■ **WHAT THIS TASK INVOLVES**
Nothing but the lines from the one containing "TARGET = window pane" to the end of the data should be returned, each exactly as written.

Start EXTRACTED RECORDS

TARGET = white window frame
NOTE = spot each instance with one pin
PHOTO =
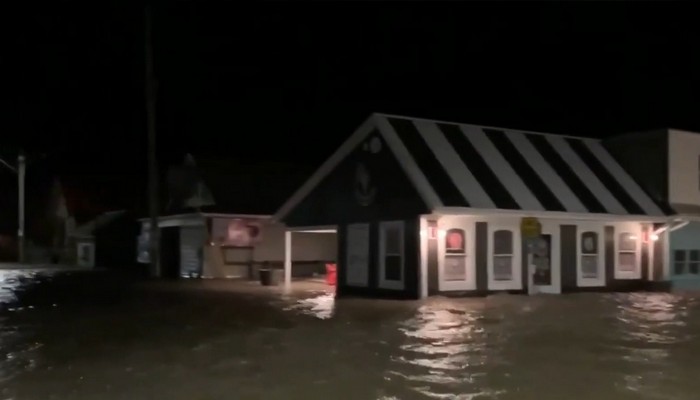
(517, 282)
(468, 225)
(686, 263)
(385, 283)
(599, 229)
(636, 230)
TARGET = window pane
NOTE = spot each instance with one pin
(627, 262)
(392, 268)
(455, 241)
(589, 243)
(627, 242)
(392, 239)
(679, 268)
(679, 255)
(694, 255)
(693, 267)
(455, 268)
(589, 266)
(502, 268)
(503, 242)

End EXTRACTED RECORDS

■ **OUTPUT**
TARGET = window pane
NOTE = spot each instance with one pin
(627, 262)
(392, 268)
(455, 241)
(589, 243)
(627, 242)
(392, 239)
(679, 268)
(679, 255)
(694, 255)
(693, 267)
(455, 268)
(589, 266)
(502, 268)
(503, 242)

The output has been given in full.